- [Material for this task]:
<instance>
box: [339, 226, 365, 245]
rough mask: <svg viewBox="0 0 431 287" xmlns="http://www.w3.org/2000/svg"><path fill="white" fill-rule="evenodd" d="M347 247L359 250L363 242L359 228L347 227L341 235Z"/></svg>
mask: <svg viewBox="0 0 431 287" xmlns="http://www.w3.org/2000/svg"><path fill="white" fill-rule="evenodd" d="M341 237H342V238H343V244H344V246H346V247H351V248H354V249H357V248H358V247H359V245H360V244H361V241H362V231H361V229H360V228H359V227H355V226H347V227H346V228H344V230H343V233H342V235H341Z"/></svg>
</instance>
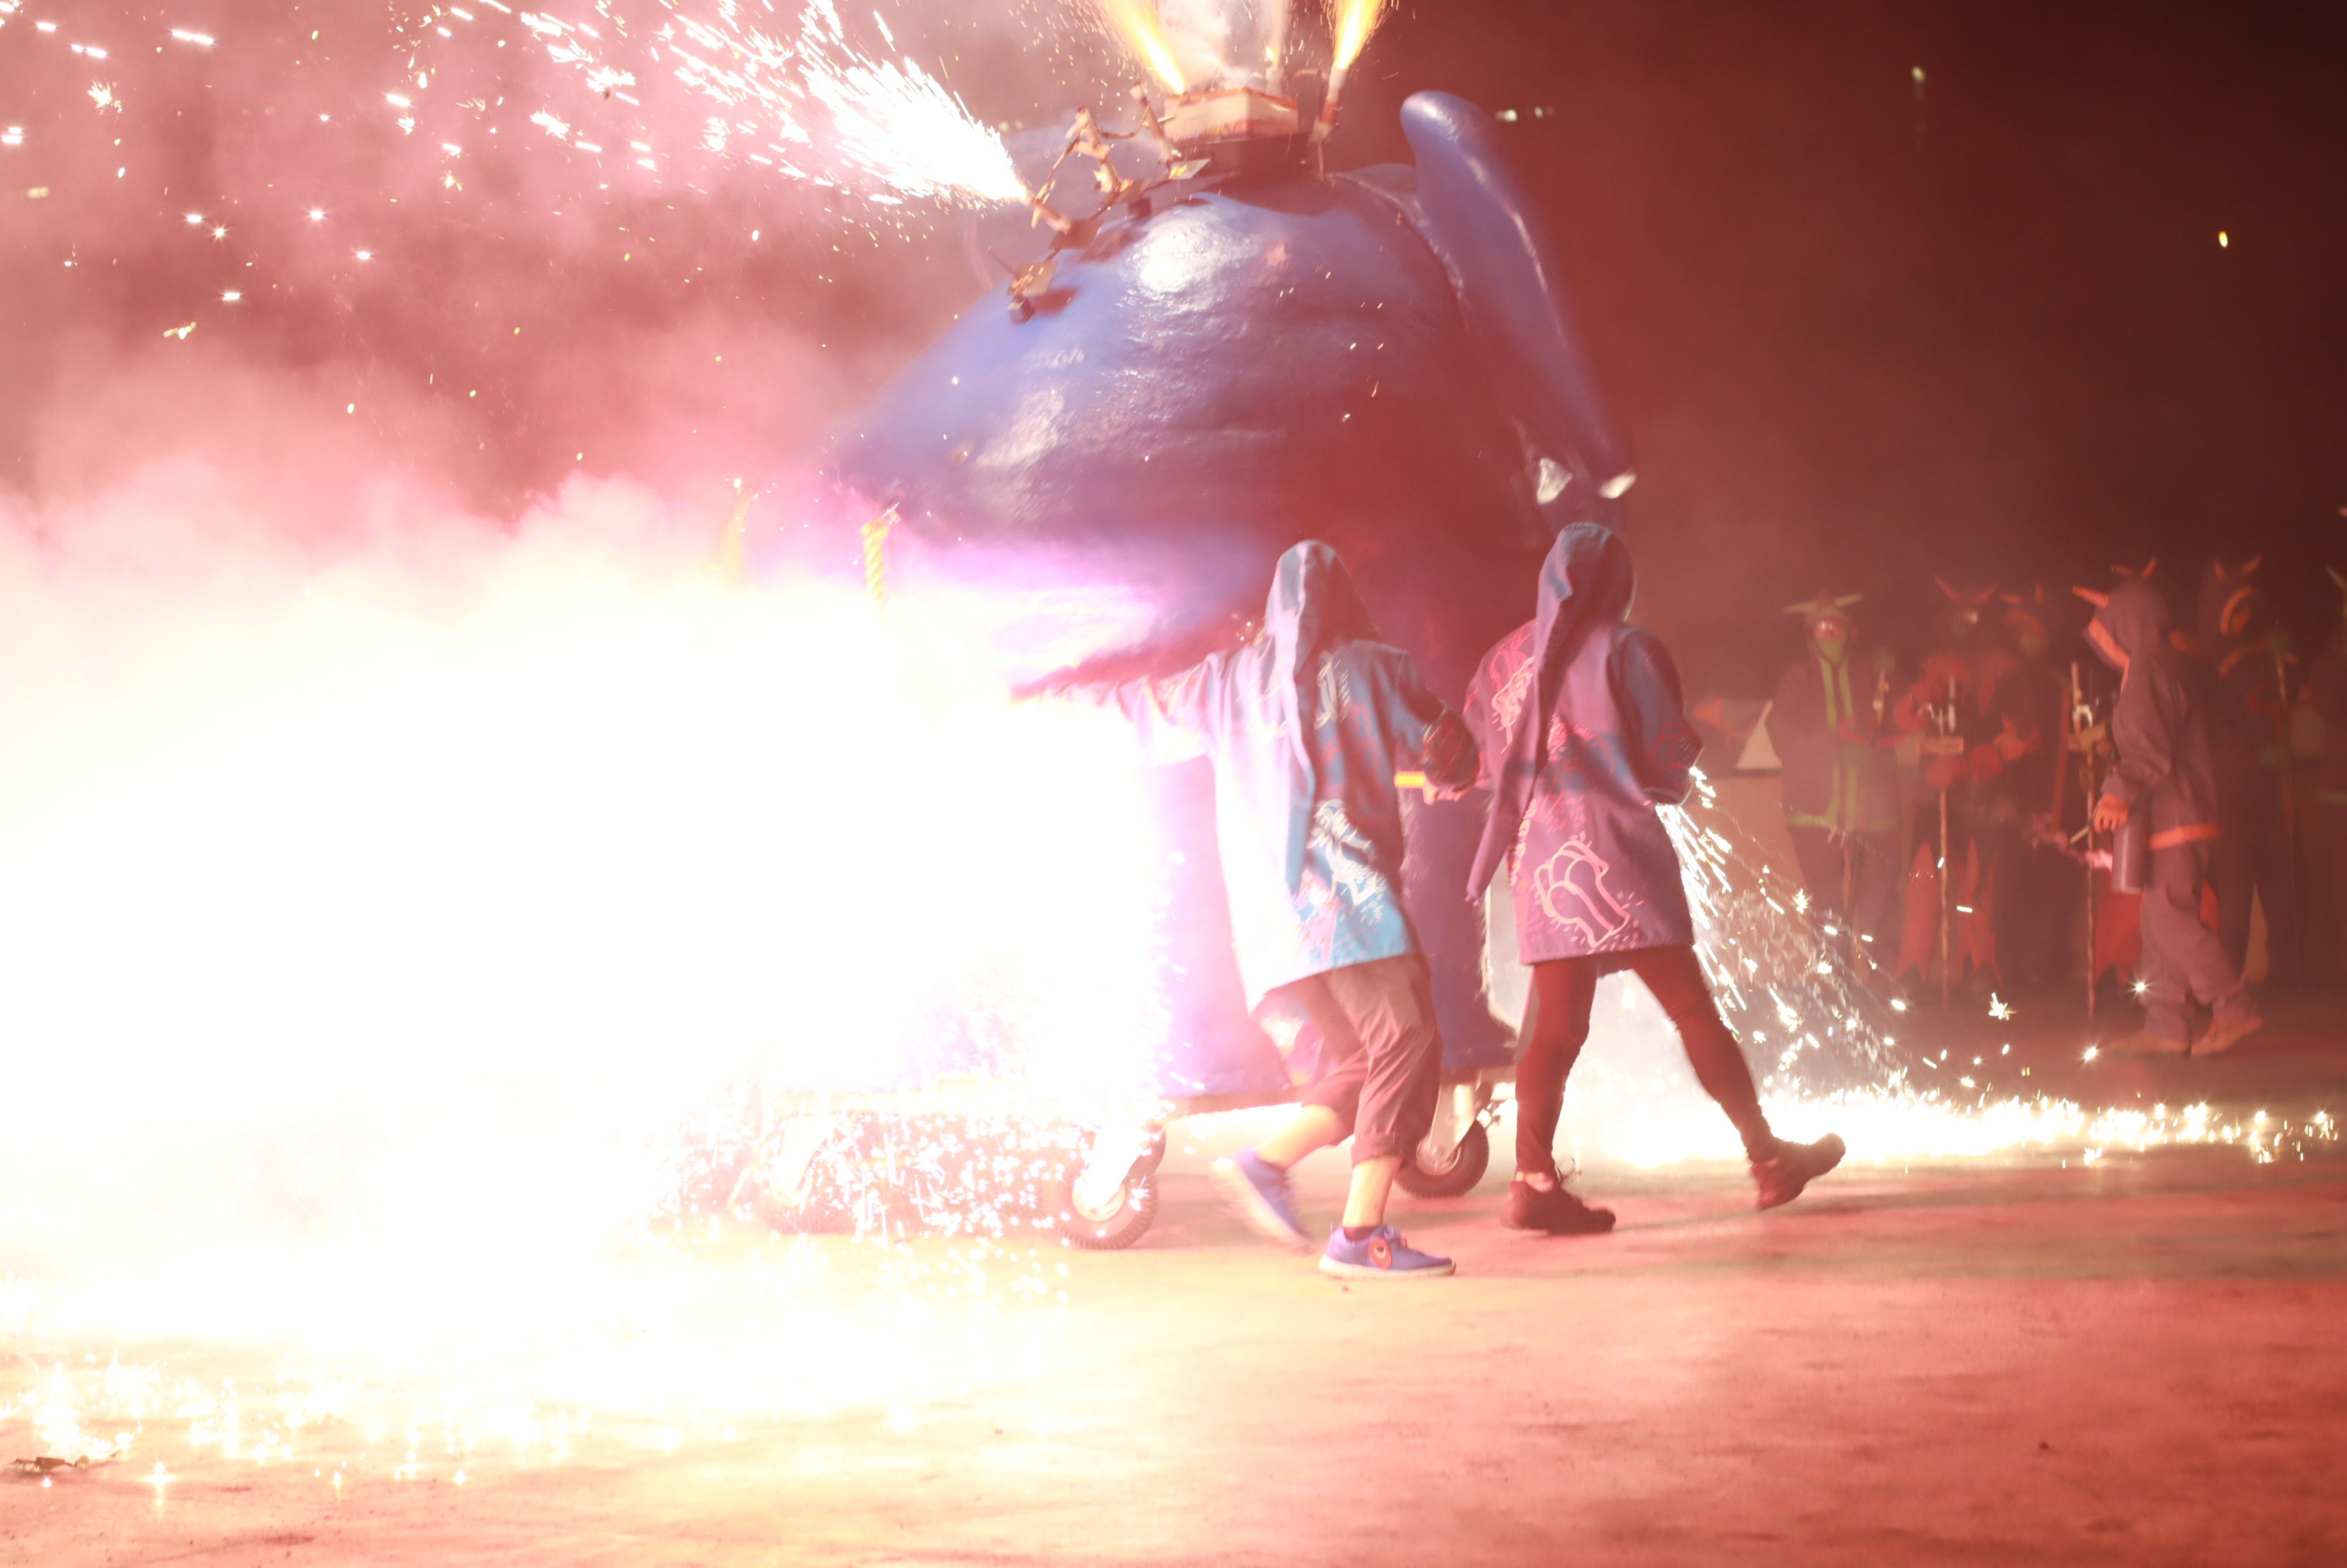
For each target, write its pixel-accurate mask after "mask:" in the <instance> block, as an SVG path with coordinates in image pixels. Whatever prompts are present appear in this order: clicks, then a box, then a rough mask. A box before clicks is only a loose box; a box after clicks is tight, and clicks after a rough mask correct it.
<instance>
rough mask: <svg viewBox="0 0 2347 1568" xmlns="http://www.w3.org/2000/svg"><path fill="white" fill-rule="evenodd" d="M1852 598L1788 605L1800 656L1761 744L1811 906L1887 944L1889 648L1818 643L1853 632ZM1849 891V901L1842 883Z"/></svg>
mask: <svg viewBox="0 0 2347 1568" xmlns="http://www.w3.org/2000/svg"><path fill="white" fill-rule="evenodd" d="M1852 603H1856V594H1849V596H1845V599H1833V596H1831V594H1819V596H1817V599H1812V601H1810V603H1798V606H1791V608H1788V610H1786V613H1788V615H1800V617H1802V641H1805V643H1807V650H1805V655H1802V657H1798V660H1793V662H1791V664H1786V671H1784V678H1781V681H1777V699H1774V702H1770V709H1767V737H1770V744H1772V746H1774V749H1777V758H1779V761H1781V763H1784V775H1781V779H1779V786H1781V791H1784V822H1786V831H1788V833H1791V838H1793V854H1795V857H1798V859H1800V878H1802V883H1807V887H1810V908H1812V911H1817V913H1821V915H1826V918H1842V915H1845V913H1847V918H1849V925H1852V927H1854V930H1856V932H1859V937H1861V939H1866V941H1871V944H1875V946H1878V948H1880V951H1878V953H1875V960H1878V962H1889V951H1887V944H1889V941H1892V937H1894V932H1896V908H1899V761H1896V744H1899V732H1896V728H1892V725H1889V723H1887V716H1889V709H1892V702H1894V699H1896V697H1899V660H1896V657H1894V655H1892V653H1889V650H1887V648H1856V646H1852V638H1849V634H1847V631H1845V634H1842V636H1840V638H1831V641H1821V638H1819V634H1817V627H1819V624H1821V622H1828V620H1838V622H1842V624H1845V627H1847V624H1849V613H1847V610H1849V606H1852ZM1845 878H1847V880H1849V883H1852V894H1849V897H1845V892H1842V883H1845Z"/></svg>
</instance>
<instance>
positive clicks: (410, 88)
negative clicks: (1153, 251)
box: [385, 0, 1026, 204]
mask: <svg viewBox="0 0 2347 1568" xmlns="http://www.w3.org/2000/svg"><path fill="white" fill-rule="evenodd" d="M645 2H648V5H657V9H660V21H657V26H655V28H650V31H648V40H643V42H638V40H634V35H631V31H629V26H627V21H624V16H622V14H615V12H610V9H603V12H598V14H601V19H603V23H608V26H584V23H573V21H563V19H559V16H549V14H545V12H523V14H519V16H516V26H519V28H521V31H523V35H526V38H528V40H530V42H535V45H537V47H542V49H545V52H547V59H552V61H554V63H556V66H563V68H570V70H575V73H577V77H580V82H582V87H587V92H591V94H594V99H596V103H594V110H591V113H598V115H601V113H608V103H610V101H617V103H624V106H629V108H643V99H641V96H638V94H641V92H643V87H645V85H643V80H641V77H638V70H643V73H648V75H652V77H655V80H674V82H678V85H681V87H683V89H685V92H690V94H692V96H695V99H702V101H706V103H713V106H718V110H721V113H713V115H711V113H699V115H697V122H699V134H697V136H695V146H697V148H699V150H702V153H711V155H718V157H739V160H744V162H753V164H760V167H765V169H775V171H779V174H784V176H789V178H800V181H814V183H826V185H843V188H850V190H857V192H861V195H866V197H871V200H875V202H880V204H897V202H901V200H904V197H925V200H967V202H1021V200H1026V188H1023V185H1021V181H1019V171H1016V167H1014V164H1012V157H1009V150H1007V148H1005V146H1002V138H1000V136H997V134H995V131H993V129H988V127H983V124H979V120H976V117H974V115H972V113H969V108H967V106H965V103H962V101H960V96H955V94H953V92H951V89H948V87H946V85H943V82H939V80H936V77H934V75H932V73H929V70H927V68H922V66H920V63H918V61H913V59H906V56H882V54H873V52H868V49H864V47H859V45H857V42H854V40H852V38H850V33H847V23H845V21H843V19H840V12H838V7H836V5H833V2H831V0H812V2H810V5H807V7H805V9H803V12H800V14H798V19H796V23H793V26H791V28H786V31H777V33H770V31H765V28H760V26H758V23H756V21H753V16H751V14H749V12H746V7H737V5H730V2H725V0H706V2H704V0H645ZM500 9H502V7H500ZM448 16H458V19H460V21H474V19H472V16H469V14H460V12H448ZM875 26H878V33H880V38H882V40H887V47H890V49H894V47H897V45H894V35H892V33H890V31H887V23H885V21H878V23H875ZM432 31H434V35H437V38H448V31H446V28H444V26H441V23H434V26H432ZM427 42H430V40H422V38H418V42H415V52H418V61H422V59H425V56H427ZM455 42H458V45H462V42H465V35H462V33H458V35H455ZM430 77H432V70H430V68H418V70H411V82H415V85H413V87H406V85H404V87H401V89H399V92H390V94H385V101H387V103H392V108H397V110H401V117H399V124H401V129H404V131H413V129H415V127H418V124H420V122H422V120H420V117H422V115H427V110H425V108H420V101H422V99H420V94H422V92H425V89H422V82H427V80H430ZM462 108H469V110H472V113H474V115H481V113H483V106H479V103H467V106H462ZM582 113H587V110H582ZM530 122H533V124H537V127H540V129H542V131H545V134H547V136H552V138H556V141H568V143H570V146H573V148H577V150H580V153H587V155H601V153H603V146H606V143H603V141H598V138H580V136H577V134H575V131H577V127H580V113H568V110H556V108H540V110H535V113H533V115H530ZM627 138H629V141H631V150H634V153H636V157H634V160H629V162H631V167H641V169H645V171H650V174H655V176H657V174H660V169H662V162H660V157H657V155H655V141H657V138H652V136H648V134H645V131H643V127H636V124H631V127H629V131H627ZM451 155H453V153H451Z"/></svg>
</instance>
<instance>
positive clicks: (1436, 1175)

- [Task details]:
Check each line of the material for "positive". Copy the ones that have it.

- [Reply]:
positive clicks: (410, 88)
positive clicks: (1436, 1175)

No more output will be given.